From the first record to the last, write out each one exactly.

---+---

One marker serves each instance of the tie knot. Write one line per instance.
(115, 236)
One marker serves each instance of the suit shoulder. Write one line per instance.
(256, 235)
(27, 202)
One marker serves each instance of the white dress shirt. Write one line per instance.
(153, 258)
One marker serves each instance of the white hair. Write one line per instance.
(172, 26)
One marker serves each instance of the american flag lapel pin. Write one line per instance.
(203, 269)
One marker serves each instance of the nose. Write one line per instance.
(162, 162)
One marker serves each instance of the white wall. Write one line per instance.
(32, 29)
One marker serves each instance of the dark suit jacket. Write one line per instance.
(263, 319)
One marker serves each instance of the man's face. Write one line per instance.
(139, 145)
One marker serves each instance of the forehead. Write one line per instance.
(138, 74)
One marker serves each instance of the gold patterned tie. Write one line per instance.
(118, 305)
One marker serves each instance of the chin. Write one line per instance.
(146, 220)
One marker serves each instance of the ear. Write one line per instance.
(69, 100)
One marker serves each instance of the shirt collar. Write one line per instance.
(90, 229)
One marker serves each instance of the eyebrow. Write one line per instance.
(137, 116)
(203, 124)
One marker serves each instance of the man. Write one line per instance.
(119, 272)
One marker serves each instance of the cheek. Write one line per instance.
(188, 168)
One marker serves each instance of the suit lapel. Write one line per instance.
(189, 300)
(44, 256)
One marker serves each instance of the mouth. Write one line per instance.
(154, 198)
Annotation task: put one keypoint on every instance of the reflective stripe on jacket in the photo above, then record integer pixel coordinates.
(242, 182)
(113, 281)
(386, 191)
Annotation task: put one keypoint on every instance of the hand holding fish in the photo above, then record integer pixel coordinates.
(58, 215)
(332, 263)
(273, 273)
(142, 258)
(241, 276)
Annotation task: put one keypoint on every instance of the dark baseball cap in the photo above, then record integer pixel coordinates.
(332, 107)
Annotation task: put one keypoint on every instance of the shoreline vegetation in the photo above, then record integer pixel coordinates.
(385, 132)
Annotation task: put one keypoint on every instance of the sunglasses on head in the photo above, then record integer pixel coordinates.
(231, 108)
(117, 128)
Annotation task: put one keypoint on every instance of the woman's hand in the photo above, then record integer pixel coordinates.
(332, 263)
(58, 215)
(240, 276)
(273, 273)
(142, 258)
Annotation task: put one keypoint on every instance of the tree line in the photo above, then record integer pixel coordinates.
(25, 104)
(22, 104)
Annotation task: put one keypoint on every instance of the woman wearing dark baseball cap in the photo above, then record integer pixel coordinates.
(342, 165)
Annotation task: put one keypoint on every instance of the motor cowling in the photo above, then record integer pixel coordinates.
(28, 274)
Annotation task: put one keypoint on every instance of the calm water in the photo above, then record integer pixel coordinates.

---+---

» Output
One marker serves each instance of the tie knot. Write one line per instance.
(115, 236)
One marker serves each instance of the suit shoulder. Write one line per instance.
(256, 235)
(27, 202)
One marker serves each instance of the white dress shirt. Write one line per instance.
(153, 258)
One marker serves each instance of the white hair. Write one line per instance.
(172, 26)
One marker serves each instance of the american flag lapel pin. Write one line per instance.
(203, 269)
One marker serves each instance of the nose. Write one line per instance.
(162, 162)
One marker serves each instance of the white wall. Write one line per instance.
(32, 29)
One marker serves each instance of the dark suit jacket. Write one line per instance.
(263, 319)
One marker serves each instance of the man's face. Write one line per instance.
(139, 145)
One marker serves each instance of the forehead. Write one line per instance.
(138, 74)
One marker serves each instance of the gold patterned tie. Write one line per instance.
(118, 305)
One marker serves each instance of the chin. Write one line per instance.
(146, 220)
One marker serves each instance of the ear. Write one line per instance.
(69, 100)
One marker serves each instance of the shirt collar. Write one line per instance.
(90, 229)
One marker serves each instance of the eyebrow. Write one line per instance.
(137, 116)
(203, 124)
One marker serves each instance of the man. Write one line per instance.
(119, 272)
One marker serves each instance of the cheek. Write one line per instance.
(188, 168)
One marker serves each instance of the suit lapel. Write one line per instance.
(189, 300)
(44, 256)
One marker serves each instance of the mouth. Write one line per instance.
(154, 198)
Annotation task: put one keypoint on every instance of the reflective stripe on jacket in the photo above, then record integer pixel coordinates.
(242, 182)
(113, 281)
(386, 191)
Annotation task: put one keypoint on every instance of the hand holding fish in the photo above, then record integer pixel coordinates.
(58, 215)
(332, 263)
(273, 273)
(142, 258)
(241, 276)
Annotation task: put one keypoint on every instance of the dark baseball cap in the photo above, then record integer pixel coordinates.
(332, 107)
Annotation task: put one keypoint on every instance of the shoreline vegetation in the photo above, then record integer pixel coordinates.
(385, 132)
Annotation task: put one keypoint on every instance of the sunglasses on head in the photo above, then record integer pixel coordinates.
(231, 108)
(117, 128)
Annotation task: put one keypoint on every instance of the woman's hand in the photo above, then record integer pixel coordinates.
(332, 263)
(58, 215)
(240, 276)
(273, 273)
(142, 258)
Annotation task: put one keypoint on every instance of the tree line in the photo above, then record integer pixel coordinates.
(25, 104)
(22, 104)
Annotation task: put one keypoint on every instance of the woman wearing dark baseball cap in the photo above, then record integer pixel coordinates.
(342, 165)
Annotation task: put one keypoint on every instance of the motor cowling in the photo above, then record integer pixel coordinates.
(28, 274)
Annotation task: put one keypoint on every instance of the calm water in the photo above, then record integer pixel coordinates.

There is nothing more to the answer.